> **ПИСЬМЕННОЕ ЗАДАНИЕ 1**
Внесите в JSON-список строки записей от строки с «[segment] blurred foreground surface» до конца записей включительно, по одной строке записей на каждую строку списка. Пустые строки пропустите.

> **ОТРЫВОК ДЛЯ ЧТЕНИЯ**
-*-

Каждый мужчина, член айлью, после женитьбы получал от Сапа Инки земельный надел, или "топу", достаточно большой, чтобы он мог прокормить себя и свою жену. Размеры таких участков зависели от плодородия почвы в том или ином районе, но если топу равнялся двум акрам, то в таком случае, как свидетельствует летописец Гарсиласо де ла Вега, глава семьи получал еще два после рождения каждого сына и только половину для содержания дочери. Как владелец топу, заключивший брак мужчина автоматически становился "пурехом", главой уплачивающего налоги семейного очага, членам которого полагалось обрабатывать как государственные земли, так и земли, принадлежавшие духовенству.

Современные ученые уделяют немало внимания изучению роли жены пуреха в рамках такой организации. Этноисторик Айрини Силь-верблат обращает внимание своих коллег на тот факт, что топу выделялся крестьянину только в том случае, если он был женат. В связи с этим она высказала предположение, что хотя формально земельный надел выделялся мужу, он, по сути дела, выдавался и мужу и жене как одному целому, подчеркивая их равную долю в несении налогового бремени.

Но кому на самом деле приходилось больше работать? Некоторые этноисторики пришли к выводу, что жена простого крестьянина-плебея взваливала на себя главную тяжесть рабского труда. Даже испанские конкистадоры называли местных женщин настоящими рабынями своих мужей, осужденными на беспросветное, тупое существование. Однако было бы ошибкой судить о роли андских женщин по привычным для испанцев стандартам, которые всегда отождествляли тяжелый физический труд с низшим статусом человека. Если отец Бернабе Кобо рассматривал таких крестьянок как "рабынь", то летописец с долей андской крови, текущей в его жилах, Фелипе Уаман Пома де Айяла, мать которого была инкой, считал испанок ленивыми и аморальными, так как они ничем не занимались, даже если и были вполне здоровыми и без всяких увечий. В рамках андской культуры как мужчины, так и женщины рассматривали свои роли в работе как дополняющие друг друга, считая их очень полезными и необходимыми для выживания всех членов семьи.

-*-

> **ПИСЬМЕННОЕ ЗАДАНИЕ 2**
Кого, согласно отрывку о земельных наделах у инков, Фелипе Уаман Пома де Айяла считал ленивыми и аморальными?

> **ДОСТУПНЫЕ ДАННЫЕ**
-*-

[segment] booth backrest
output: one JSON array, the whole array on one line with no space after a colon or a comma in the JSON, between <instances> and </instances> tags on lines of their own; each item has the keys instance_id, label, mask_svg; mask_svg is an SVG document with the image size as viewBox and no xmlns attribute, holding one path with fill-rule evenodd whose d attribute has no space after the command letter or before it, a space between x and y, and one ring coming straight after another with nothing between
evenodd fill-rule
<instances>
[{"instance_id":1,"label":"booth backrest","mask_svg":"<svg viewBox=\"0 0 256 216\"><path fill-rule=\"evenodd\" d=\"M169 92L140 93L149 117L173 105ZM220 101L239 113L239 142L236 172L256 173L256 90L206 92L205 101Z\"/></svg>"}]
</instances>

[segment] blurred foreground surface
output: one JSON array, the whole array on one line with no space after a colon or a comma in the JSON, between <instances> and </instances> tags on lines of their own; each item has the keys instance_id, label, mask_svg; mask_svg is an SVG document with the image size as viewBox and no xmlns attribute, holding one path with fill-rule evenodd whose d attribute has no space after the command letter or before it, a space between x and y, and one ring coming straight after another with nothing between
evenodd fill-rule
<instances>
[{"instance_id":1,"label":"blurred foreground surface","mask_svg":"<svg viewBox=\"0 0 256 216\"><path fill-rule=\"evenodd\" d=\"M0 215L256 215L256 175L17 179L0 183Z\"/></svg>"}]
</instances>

-*-

> **ОБРАЗЕЦ ОТВЕТА 1**
[
  "[segment] blurred foreground surface",
  "output: one JSON array, the whole array on one line with no space after a colon or a comma in the JSON, between <instances> and </instances> tags on lines of their own; each item has the keys instance_id, label, mask_svg; mask_svg is an SVG document with the image size as viewBox and no xmlns attribute, holding one path with fill-rule evenodd whose d attribute has no space after the command letter or before it, a space between x and y, and one ring coming straight after another with nothing between",
  "evenodd fill-rule",
  "<instances>",
  "[{\"instance_id\":1,\"label\":\"blurred foreground surface\",\"mask_svg\":\"<svg viewBox=\\\"0 0 256 216\\\"><path fill-rule=\\\"evenodd\\\" d=\\\"M0 215L256 215L256 175L17 179L0 183Z\\\"/></svg>\"}]",
  "</instances>"
]

> **ОБРАЗЕЦ ОТВЕТА 2**
Испанок, так как они ничем не занимались, даже если были вполне здоровыми и без всяких увечий.